• **PROBLEM**
The entries follow. Please return all of them exactly.

• **AVAILABLE DATA**
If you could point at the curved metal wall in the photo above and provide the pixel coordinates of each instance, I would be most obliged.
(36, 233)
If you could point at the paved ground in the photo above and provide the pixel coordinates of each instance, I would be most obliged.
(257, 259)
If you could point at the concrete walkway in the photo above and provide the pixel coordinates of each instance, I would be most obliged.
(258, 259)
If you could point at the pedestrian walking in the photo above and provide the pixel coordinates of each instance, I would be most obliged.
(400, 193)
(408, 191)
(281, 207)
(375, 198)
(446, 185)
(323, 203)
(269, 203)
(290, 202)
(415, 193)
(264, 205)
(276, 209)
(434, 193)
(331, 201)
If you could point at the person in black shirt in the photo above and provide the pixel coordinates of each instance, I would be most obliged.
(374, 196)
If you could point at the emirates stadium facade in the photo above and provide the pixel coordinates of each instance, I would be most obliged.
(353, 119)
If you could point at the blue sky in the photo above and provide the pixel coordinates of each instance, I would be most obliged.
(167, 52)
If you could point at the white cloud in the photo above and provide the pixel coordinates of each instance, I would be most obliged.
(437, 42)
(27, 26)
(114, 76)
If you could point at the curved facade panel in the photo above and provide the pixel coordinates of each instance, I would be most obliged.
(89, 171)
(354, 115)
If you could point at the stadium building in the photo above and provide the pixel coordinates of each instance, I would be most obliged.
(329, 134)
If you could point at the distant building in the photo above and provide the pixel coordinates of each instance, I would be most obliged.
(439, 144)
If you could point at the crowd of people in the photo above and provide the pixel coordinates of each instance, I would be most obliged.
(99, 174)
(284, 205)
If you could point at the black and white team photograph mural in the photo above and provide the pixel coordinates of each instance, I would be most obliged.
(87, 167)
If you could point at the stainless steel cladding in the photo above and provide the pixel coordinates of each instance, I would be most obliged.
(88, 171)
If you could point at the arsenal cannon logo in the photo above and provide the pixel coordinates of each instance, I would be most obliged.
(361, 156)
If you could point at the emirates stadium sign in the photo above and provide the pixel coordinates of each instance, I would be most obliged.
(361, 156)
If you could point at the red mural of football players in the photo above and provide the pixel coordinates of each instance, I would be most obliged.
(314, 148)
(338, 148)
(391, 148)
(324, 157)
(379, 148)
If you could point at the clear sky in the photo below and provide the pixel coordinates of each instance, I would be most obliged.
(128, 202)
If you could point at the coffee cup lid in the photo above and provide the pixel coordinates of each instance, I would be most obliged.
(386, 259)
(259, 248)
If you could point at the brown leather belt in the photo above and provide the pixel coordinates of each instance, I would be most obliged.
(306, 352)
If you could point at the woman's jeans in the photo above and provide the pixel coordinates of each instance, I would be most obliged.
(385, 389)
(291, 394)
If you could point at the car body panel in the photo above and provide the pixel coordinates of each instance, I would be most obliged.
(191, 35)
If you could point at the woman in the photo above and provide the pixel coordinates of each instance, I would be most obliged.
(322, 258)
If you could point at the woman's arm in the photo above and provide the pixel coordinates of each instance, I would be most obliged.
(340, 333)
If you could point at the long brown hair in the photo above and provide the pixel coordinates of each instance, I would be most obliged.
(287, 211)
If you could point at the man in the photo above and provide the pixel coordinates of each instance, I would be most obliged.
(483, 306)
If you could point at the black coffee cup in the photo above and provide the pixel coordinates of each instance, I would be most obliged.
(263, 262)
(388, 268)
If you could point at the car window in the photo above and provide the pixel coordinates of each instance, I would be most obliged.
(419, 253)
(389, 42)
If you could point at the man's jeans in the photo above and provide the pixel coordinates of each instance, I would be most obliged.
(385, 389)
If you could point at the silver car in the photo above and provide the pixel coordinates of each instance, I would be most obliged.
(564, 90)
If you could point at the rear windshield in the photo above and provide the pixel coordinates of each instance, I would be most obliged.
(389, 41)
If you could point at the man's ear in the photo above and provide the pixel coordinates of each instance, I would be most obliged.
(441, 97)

• **RESPONSE TO THIS EXERCISE**
If you could point at the curved metal wall in the photo above and provide the pixel coordinates of each instance, I would be most obliged.
(36, 233)
If you could point at the paved ground in the photo above and provide the pixel coordinates of each instance, I would be most obliged.
(257, 259)
If you could point at the concrete walkway in the photo above and provide the pixel coordinates of each instance, I would be most obliged.
(258, 259)
If you could point at the pedestrian walking in the photo above and provide the pixel coordinates of each instance, I would be most obliged.
(400, 193)
(408, 191)
(281, 207)
(375, 198)
(446, 185)
(323, 203)
(269, 203)
(290, 202)
(415, 193)
(264, 205)
(276, 209)
(434, 193)
(331, 201)
If you could point at the person in black shirt in the photo above and provide the pixel coordinates of each instance, I would be most obliged.
(374, 196)
If you could point at the emirates stadium facade in the photo above and provide the pixel coordinates of each instance, I would be most obliged.
(353, 119)
If you could point at the blue sky in the photo above and provide the pixel coordinates of each instance, I would be most obliged.
(167, 52)
If you could point at the white cloud in the photo above and provide the pixel coordinates of each instance, I would be most obliged.
(437, 42)
(27, 26)
(114, 76)
If you could point at the curved facade panel in the photo above and provide the pixel coordinates of each instance, I would be most obliged.
(89, 171)
(354, 115)
If you could point at the stadium building in the photo above and provide the pixel coordinates of each instance, I would be most obliged.
(329, 134)
If you could point at the distant building in the photo above and provide the pixel coordinates of each instance, I would be most obliged.
(439, 144)
If you could point at the crowd of people in the photo above and provide the pixel coordinates of each instance, I would be most obliged.
(99, 174)
(284, 205)
If you could point at the black and white team photograph mural in the photo above and provide the pixel coordinates of each instance, I would be most obliged.
(87, 167)
If you could point at the stainless steel cladding in the photo above and provide the pixel coordinates of each instance, I would be most obliged.
(88, 171)
If you could point at the arsenal cannon logo in the photo above and provide the pixel coordinates of each instance, I would be most obliged.
(361, 156)
If you could point at the emirates stadium sign in the photo above and provide the pixel coordinates of each instance, I would be most obliged.
(361, 156)
If you could point at the red mural of football players in the photo above and provide the pixel coordinates of each instance, I would be most obliged.
(314, 148)
(338, 148)
(391, 148)
(324, 157)
(379, 148)
If you could point at the clear sky in the photo below and provide the pixel coordinates of each instance, I would be most obliged.
(128, 202)
If you could point at the coffee cup lid in the photo above and provide the pixel coordinates of each instance, I would be most obliged.
(386, 259)
(259, 248)
If you could point at the brown leather belt in the photo above and provide the pixel coordinates of each instance, I would be most obliged.
(306, 352)
If you could point at the woman's jeans in the photo above and provide the pixel coordinates of each instance, I would be most obliged.
(385, 389)
(291, 394)
If you could point at the car body panel in the photo above and provide the pixel coordinates of each instance, I would be most obliged.
(191, 35)
If you could point at the woman in the photo above and provide the pixel coordinates of each instance, I would be most obliged.
(322, 258)
If you could point at the woman's arm in the photo above and provide the pixel coordinates of each instance, I would be most obliged.
(340, 333)
If you could point at the long brown hair in the photo above and provide the pixel coordinates of each instance, I would be most obliged.
(287, 211)
If you could point at the man in the photo above and provide the pixel coordinates of each instance, I would be most obliged.
(483, 306)
If you could point at the black coffee cup in the photo above and provide the pixel coordinates of each instance, I would be most obliged.
(263, 262)
(388, 268)
If you could point at the car window in the photo above and provide the pixel coordinates of each instance, I would be most obliged.
(419, 253)
(389, 42)
If you could point at the man's jeans in the photo above and provide the pixel coordinates of each instance, I would be most obliged.
(385, 389)
If you could point at the silver car in the photo above and provide the pixel coordinates of each instance, I would be most obliged.
(564, 90)
If you could point at the rear windshield in the photo above and provide the pixel coordinates of each instance, I would be most obliged.
(389, 41)
If you could point at the man's ear in the photo above and provide the pixel coordinates of each instance, I would be most obliged.
(441, 97)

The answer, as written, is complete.